— TRY IT —
From the line that contains "Where can the vaulted" to the last line of the records below, copy everything exactly, both ends included.
SOURCE DATA section start
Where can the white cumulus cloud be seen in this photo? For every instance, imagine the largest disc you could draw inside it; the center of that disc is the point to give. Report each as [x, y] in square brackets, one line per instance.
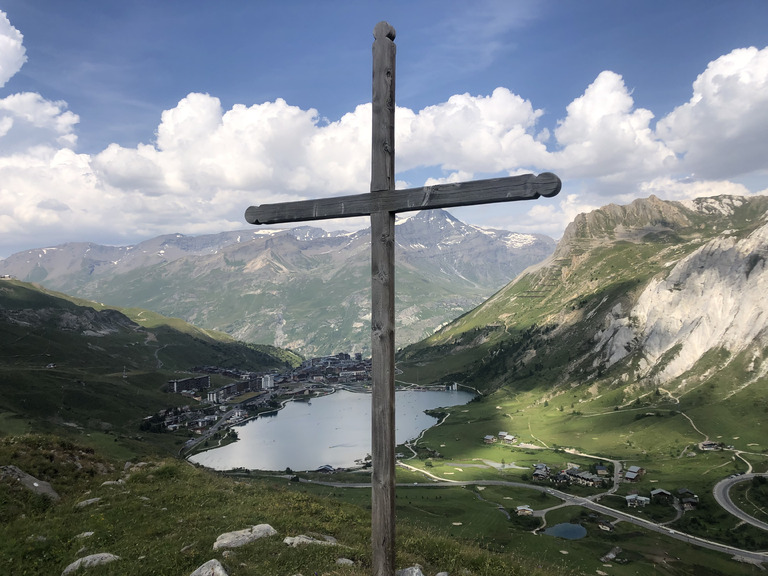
[12, 51]
[721, 131]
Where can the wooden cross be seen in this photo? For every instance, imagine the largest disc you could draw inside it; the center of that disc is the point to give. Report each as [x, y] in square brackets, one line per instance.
[382, 203]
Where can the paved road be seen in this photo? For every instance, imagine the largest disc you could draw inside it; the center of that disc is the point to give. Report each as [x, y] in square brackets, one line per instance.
[722, 495]
[570, 500]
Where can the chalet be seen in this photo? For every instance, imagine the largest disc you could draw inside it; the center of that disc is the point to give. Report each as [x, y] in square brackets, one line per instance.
[635, 501]
[524, 510]
[633, 474]
[662, 496]
[540, 472]
[190, 384]
[688, 499]
[582, 477]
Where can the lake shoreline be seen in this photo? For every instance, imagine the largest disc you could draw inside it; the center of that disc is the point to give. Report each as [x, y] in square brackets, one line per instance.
[310, 440]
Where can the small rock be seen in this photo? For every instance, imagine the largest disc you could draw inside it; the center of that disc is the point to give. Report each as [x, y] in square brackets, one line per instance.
[301, 539]
[410, 571]
[37, 538]
[210, 568]
[113, 482]
[88, 561]
[241, 537]
[30, 482]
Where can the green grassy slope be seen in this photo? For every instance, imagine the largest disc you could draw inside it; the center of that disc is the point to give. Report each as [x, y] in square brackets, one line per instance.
[74, 369]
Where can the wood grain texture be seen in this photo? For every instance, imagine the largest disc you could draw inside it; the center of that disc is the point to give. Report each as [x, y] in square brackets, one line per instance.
[525, 187]
[383, 305]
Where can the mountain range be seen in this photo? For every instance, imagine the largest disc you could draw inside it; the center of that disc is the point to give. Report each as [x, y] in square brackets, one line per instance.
[651, 295]
[302, 288]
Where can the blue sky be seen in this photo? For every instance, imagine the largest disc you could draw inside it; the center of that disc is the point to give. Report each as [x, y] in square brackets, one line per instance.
[122, 121]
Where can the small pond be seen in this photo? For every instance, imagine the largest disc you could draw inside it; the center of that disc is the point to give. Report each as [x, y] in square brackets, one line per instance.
[567, 531]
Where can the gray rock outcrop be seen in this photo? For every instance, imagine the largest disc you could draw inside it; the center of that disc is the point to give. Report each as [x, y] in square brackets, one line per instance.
[30, 482]
[242, 537]
[89, 561]
[210, 568]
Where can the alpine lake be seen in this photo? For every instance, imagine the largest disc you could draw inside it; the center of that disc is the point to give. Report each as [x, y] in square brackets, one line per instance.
[332, 430]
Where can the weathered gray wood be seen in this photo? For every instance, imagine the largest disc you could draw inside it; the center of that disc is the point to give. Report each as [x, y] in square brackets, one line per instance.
[525, 187]
[383, 305]
[382, 203]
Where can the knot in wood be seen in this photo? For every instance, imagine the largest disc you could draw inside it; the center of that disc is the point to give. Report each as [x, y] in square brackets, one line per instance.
[384, 30]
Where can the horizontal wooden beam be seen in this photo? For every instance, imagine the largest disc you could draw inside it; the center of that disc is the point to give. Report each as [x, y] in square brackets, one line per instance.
[525, 187]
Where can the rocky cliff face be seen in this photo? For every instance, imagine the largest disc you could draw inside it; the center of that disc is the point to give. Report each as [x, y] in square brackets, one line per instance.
[654, 293]
[714, 298]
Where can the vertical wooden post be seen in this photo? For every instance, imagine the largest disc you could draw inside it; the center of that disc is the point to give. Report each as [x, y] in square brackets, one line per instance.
[383, 306]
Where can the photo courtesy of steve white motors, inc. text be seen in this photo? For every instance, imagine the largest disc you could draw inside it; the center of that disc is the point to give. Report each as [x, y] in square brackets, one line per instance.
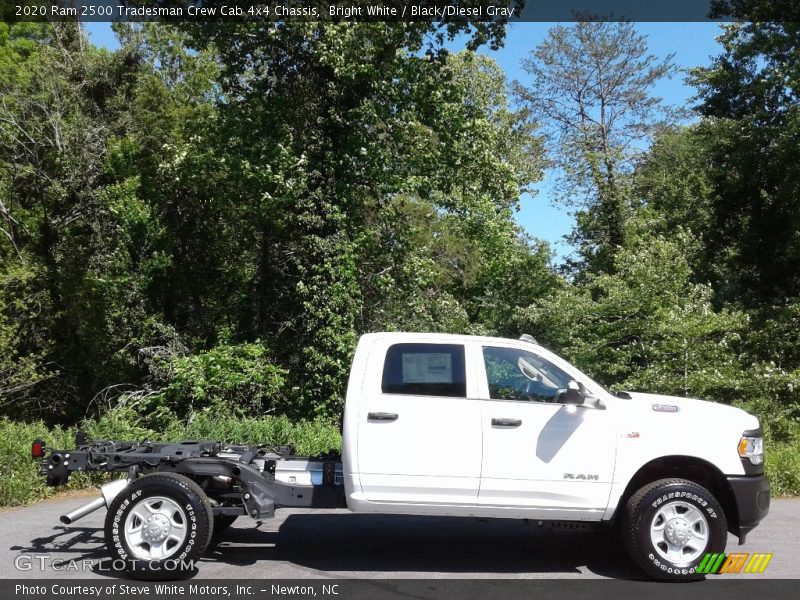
[138, 590]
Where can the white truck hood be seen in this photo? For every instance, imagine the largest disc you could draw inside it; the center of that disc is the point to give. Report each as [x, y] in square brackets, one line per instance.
[692, 411]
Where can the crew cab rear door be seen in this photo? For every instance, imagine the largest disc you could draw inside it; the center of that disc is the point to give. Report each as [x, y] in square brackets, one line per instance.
[419, 424]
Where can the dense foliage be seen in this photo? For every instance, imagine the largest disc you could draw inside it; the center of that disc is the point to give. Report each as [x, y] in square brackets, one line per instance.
[201, 223]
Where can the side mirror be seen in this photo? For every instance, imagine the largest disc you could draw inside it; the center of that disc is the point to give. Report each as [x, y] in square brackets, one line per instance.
[575, 393]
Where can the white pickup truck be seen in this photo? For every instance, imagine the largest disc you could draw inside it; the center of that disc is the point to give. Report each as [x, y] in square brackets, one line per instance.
[469, 426]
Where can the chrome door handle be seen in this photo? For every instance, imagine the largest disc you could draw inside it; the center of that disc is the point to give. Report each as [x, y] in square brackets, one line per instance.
[506, 422]
[382, 416]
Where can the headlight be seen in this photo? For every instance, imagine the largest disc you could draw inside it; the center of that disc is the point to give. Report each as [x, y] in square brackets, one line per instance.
[752, 448]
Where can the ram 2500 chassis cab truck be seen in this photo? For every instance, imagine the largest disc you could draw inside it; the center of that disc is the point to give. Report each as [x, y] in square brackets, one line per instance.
[510, 430]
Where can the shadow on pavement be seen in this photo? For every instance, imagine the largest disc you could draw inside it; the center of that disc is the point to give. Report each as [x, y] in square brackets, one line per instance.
[392, 543]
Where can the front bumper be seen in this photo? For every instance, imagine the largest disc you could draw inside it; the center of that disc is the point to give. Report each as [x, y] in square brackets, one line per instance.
[751, 494]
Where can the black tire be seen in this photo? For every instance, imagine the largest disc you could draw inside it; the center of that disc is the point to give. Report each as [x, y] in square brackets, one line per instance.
[182, 520]
[646, 509]
[222, 522]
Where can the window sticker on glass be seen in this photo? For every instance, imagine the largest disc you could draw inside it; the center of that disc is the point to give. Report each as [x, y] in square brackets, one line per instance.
[427, 367]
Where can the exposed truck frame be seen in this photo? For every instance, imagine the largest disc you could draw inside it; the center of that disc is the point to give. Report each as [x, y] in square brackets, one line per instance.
[237, 480]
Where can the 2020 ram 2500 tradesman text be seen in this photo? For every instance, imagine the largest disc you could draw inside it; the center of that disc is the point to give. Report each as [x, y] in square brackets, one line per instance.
[510, 431]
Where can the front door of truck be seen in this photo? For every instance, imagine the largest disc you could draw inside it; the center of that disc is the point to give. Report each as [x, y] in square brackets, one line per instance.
[542, 458]
[419, 425]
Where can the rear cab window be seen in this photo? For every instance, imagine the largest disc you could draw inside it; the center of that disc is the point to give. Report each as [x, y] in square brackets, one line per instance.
[425, 370]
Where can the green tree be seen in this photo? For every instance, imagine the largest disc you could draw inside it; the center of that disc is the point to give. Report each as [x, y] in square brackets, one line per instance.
[645, 327]
[749, 98]
[592, 91]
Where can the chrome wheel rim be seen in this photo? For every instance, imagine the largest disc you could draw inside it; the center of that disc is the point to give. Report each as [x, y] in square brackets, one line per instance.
[155, 528]
[679, 532]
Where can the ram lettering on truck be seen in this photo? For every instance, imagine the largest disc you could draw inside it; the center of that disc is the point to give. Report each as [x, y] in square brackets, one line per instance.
[511, 431]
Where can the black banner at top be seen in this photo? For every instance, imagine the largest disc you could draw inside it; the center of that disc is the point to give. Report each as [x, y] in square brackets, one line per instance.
[398, 10]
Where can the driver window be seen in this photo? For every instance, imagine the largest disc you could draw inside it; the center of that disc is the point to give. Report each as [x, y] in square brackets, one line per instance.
[520, 375]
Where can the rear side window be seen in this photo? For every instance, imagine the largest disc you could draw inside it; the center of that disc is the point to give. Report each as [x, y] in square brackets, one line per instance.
[425, 370]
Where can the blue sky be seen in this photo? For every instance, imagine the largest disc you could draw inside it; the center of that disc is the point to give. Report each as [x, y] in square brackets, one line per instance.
[692, 43]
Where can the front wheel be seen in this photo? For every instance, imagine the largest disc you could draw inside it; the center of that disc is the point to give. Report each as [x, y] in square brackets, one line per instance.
[669, 526]
[158, 526]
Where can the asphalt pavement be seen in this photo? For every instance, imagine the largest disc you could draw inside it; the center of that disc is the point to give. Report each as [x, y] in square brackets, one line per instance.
[305, 544]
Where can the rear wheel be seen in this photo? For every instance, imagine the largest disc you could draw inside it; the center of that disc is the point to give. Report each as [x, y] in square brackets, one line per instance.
[669, 526]
[158, 526]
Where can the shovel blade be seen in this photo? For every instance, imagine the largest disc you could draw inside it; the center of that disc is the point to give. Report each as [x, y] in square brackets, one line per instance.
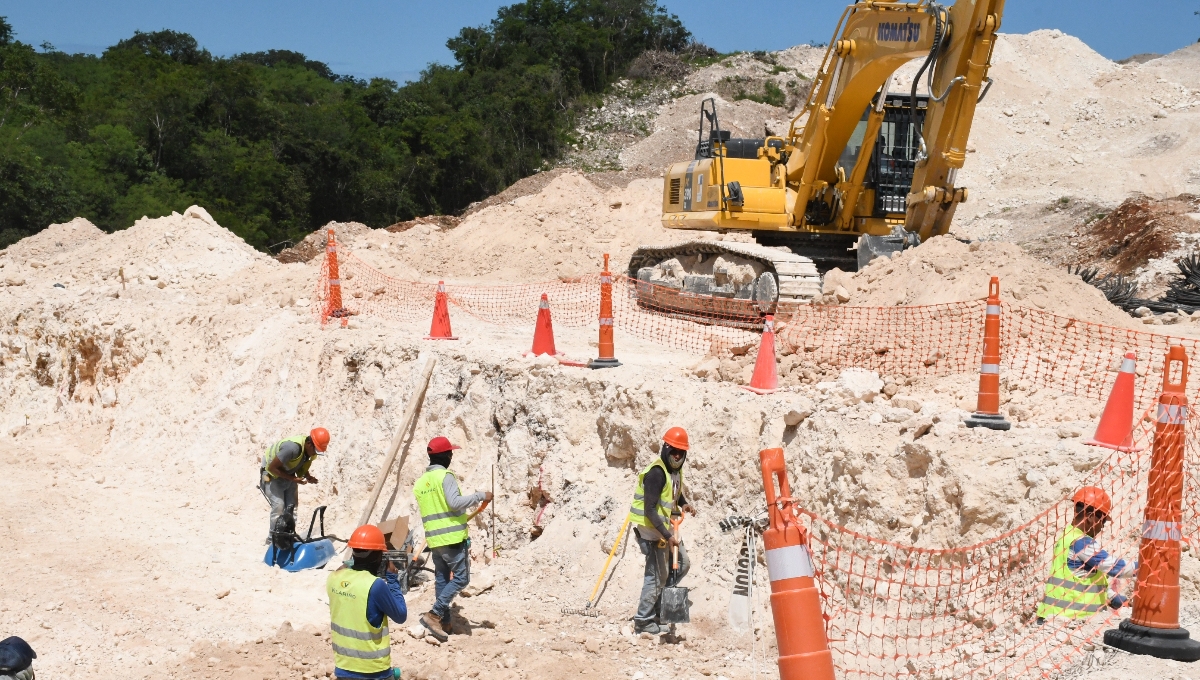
[675, 606]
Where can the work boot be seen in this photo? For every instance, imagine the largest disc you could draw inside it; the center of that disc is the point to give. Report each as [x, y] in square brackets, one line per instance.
[652, 627]
[433, 624]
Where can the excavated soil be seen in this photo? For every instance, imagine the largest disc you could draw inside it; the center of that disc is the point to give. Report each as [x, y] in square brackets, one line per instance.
[145, 372]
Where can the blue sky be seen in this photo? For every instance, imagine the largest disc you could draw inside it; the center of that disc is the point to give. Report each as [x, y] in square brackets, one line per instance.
[397, 38]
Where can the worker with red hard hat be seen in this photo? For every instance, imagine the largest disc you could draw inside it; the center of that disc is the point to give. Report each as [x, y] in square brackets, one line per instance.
[1079, 584]
[444, 517]
[659, 497]
[286, 464]
[360, 607]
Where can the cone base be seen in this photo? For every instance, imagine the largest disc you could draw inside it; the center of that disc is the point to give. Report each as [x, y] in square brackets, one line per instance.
[1159, 643]
[991, 421]
[1114, 446]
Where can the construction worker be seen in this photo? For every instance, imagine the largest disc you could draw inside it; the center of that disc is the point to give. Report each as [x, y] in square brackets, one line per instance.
[286, 464]
[444, 516]
[659, 497]
[1079, 575]
[16, 660]
[360, 605]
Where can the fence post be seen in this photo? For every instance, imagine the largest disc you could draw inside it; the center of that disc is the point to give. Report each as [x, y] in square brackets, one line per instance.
[607, 359]
[988, 408]
[1153, 629]
[795, 600]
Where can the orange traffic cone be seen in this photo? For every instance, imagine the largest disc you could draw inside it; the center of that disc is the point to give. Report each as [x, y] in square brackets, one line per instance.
[441, 326]
[544, 334]
[766, 377]
[988, 409]
[1153, 627]
[1116, 422]
[795, 597]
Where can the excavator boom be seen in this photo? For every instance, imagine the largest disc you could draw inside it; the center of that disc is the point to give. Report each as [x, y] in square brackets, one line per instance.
[861, 163]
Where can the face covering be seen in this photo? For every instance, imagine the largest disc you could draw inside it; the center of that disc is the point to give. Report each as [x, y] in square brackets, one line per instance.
[670, 461]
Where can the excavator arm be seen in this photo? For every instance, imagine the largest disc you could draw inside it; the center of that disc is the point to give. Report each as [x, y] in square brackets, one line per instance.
[874, 40]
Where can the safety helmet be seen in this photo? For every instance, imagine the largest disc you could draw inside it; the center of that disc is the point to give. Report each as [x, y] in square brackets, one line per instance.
[319, 437]
[1095, 498]
[441, 445]
[367, 537]
[677, 437]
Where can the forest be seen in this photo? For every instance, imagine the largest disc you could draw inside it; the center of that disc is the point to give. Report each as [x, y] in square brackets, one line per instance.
[275, 144]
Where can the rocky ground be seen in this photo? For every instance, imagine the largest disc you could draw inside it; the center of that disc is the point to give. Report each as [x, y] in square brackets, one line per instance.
[145, 371]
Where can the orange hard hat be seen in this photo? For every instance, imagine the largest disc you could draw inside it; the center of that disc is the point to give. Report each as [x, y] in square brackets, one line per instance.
[319, 437]
[1095, 498]
[677, 437]
[367, 537]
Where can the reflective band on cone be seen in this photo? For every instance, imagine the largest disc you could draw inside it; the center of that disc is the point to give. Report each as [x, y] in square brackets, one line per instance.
[988, 407]
[795, 600]
[1115, 429]
[1153, 629]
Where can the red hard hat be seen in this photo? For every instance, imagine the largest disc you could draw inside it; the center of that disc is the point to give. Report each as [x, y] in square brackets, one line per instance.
[319, 437]
[367, 537]
[677, 437]
[441, 445]
[1095, 498]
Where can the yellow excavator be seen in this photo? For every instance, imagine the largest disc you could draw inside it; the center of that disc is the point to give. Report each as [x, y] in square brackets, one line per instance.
[861, 168]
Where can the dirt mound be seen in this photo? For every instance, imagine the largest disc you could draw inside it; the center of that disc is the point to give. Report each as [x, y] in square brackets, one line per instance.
[436, 221]
[1140, 229]
[53, 240]
[947, 270]
[313, 245]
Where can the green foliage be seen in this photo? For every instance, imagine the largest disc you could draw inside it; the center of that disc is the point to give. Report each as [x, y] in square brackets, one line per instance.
[275, 144]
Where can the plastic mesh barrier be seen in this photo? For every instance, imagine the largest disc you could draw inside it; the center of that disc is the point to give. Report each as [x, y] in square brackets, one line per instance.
[901, 612]
[893, 611]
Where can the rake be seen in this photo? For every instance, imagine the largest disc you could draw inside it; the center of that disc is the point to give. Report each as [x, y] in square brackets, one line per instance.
[589, 608]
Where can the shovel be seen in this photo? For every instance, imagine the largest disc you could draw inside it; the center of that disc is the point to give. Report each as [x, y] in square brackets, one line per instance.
[673, 606]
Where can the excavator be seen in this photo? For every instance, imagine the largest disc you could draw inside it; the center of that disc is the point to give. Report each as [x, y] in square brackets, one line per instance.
[861, 168]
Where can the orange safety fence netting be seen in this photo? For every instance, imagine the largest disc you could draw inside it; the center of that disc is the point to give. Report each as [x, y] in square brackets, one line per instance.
[894, 611]
[903, 612]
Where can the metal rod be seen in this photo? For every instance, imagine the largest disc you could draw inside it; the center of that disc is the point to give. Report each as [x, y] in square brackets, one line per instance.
[493, 510]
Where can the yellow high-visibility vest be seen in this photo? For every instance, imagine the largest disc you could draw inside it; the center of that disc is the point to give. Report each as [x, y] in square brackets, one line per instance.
[299, 467]
[358, 645]
[1066, 594]
[443, 527]
[666, 501]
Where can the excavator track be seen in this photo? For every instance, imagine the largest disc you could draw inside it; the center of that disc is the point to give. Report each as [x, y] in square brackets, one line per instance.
[796, 282]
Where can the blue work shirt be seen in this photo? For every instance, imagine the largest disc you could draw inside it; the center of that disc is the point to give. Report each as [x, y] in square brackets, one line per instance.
[385, 600]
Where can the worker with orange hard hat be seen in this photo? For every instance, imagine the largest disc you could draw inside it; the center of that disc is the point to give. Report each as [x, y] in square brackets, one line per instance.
[1079, 584]
[286, 464]
[659, 497]
[361, 605]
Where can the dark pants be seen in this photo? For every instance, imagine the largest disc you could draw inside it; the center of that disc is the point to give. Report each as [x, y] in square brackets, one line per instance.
[449, 560]
[658, 576]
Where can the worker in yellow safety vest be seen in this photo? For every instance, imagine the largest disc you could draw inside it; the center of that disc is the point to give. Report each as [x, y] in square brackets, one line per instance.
[286, 464]
[361, 605]
[1079, 584]
[444, 517]
[659, 497]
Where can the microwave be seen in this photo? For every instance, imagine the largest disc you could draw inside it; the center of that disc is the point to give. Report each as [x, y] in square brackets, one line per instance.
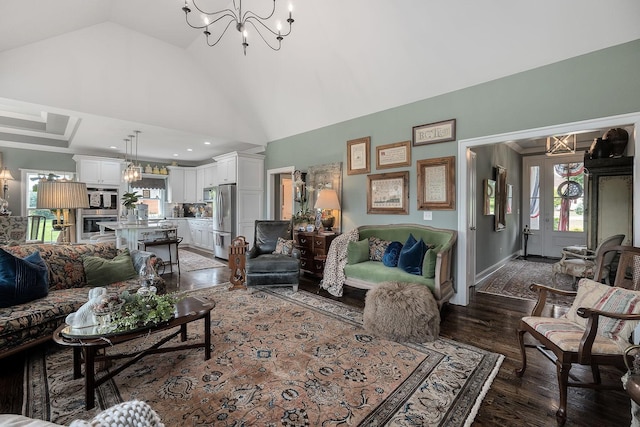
[102, 198]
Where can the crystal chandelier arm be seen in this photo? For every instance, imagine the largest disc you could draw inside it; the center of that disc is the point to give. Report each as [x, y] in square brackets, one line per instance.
[222, 34]
[279, 38]
[248, 14]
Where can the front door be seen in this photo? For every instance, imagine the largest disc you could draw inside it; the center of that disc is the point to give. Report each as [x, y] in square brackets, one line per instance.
[555, 205]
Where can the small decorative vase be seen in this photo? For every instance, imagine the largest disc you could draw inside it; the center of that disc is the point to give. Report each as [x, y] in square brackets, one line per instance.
[618, 139]
[600, 149]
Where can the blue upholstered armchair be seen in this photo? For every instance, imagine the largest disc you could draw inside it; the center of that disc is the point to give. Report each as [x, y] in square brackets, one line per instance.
[273, 260]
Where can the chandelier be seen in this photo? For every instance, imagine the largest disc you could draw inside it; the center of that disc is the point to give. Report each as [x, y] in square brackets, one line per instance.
[132, 171]
[241, 19]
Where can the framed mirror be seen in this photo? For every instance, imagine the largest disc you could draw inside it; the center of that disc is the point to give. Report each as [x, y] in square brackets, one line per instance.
[489, 197]
[501, 198]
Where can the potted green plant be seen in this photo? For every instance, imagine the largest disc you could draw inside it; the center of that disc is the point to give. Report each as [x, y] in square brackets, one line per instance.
[129, 201]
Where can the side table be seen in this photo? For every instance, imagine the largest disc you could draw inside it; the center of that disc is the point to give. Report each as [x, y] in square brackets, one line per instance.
[237, 259]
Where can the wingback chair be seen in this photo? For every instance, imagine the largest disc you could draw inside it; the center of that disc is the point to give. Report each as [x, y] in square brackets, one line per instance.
[595, 331]
[582, 263]
[270, 263]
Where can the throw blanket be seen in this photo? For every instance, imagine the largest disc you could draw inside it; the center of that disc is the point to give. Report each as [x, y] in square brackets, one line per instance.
[334, 277]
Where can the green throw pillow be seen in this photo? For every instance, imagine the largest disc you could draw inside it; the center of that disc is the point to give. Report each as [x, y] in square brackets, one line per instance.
[102, 272]
[358, 251]
[429, 263]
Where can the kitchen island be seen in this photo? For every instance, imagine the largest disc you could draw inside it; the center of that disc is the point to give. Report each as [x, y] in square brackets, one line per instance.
[128, 235]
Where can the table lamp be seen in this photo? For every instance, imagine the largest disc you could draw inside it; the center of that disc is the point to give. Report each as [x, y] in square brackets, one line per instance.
[62, 196]
[327, 201]
[5, 175]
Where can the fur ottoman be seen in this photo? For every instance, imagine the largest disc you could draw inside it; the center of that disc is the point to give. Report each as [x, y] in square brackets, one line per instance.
[402, 312]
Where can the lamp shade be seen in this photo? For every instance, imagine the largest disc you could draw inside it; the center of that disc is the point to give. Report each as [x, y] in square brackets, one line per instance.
[62, 195]
[327, 199]
[5, 174]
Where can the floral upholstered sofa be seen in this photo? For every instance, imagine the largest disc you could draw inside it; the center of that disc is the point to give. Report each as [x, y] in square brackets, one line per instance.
[27, 324]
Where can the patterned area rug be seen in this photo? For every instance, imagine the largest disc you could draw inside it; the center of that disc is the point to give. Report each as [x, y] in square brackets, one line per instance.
[281, 358]
[191, 261]
[514, 278]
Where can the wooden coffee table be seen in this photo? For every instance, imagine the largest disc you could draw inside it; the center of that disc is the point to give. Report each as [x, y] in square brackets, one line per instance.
[86, 342]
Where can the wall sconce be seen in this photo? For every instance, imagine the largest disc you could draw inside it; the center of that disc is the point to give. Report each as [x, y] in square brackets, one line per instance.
[327, 201]
[5, 176]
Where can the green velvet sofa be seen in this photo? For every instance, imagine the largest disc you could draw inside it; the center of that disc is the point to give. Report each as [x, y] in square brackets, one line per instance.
[437, 264]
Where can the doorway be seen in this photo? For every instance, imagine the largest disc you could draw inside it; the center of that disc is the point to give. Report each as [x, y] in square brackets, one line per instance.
[462, 247]
[554, 210]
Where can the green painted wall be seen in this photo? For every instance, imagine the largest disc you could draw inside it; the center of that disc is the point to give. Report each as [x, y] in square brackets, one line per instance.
[599, 84]
[15, 159]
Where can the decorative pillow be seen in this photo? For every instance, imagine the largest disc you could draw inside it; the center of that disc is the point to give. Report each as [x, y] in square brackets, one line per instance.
[103, 272]
[429, 262]
[412, 255]
[606, 298]
[284, 247]
[22, 280]
[357, 251]
[392, 254]
[377, 247]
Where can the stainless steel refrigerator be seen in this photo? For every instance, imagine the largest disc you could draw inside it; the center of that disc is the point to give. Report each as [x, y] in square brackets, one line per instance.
[224, 219]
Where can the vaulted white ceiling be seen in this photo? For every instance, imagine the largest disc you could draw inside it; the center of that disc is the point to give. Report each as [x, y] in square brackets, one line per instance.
[105, 68]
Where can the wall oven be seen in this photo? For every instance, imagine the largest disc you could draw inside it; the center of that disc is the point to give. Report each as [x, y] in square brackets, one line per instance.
[89, 219]
[103, 207]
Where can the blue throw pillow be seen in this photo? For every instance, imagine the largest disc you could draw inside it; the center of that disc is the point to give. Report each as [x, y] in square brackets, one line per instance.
[412, 255]
[392, 254]
[22, 280]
SOURCE DATA section end
— OUTPUT OF THE TASK —
Where can the vaulted white ceiling be seen in this photo? For every instance, imagine the largest disc you could draw inside it; the center of that disc is the point to give. Report each as [x, y] in square brackets, one line per instance.
[105, 68]
Where can the wall oven be seen in this photo? For every instance, imagine the largest disc you could draw inside it; the center of that disc is the point to give. Report each as [x, y] in square brackets, one line per instance.
[89, 219]
[103, 207]
Where can the blue throw pillow be seen in this photo? For every instance, imagine the largest disc you could draw inside it; the center of that disc is the point to give. Report each as [x, y] in square brackets, one line per instance.
[412, 255]
[392, 254]
[22, 280]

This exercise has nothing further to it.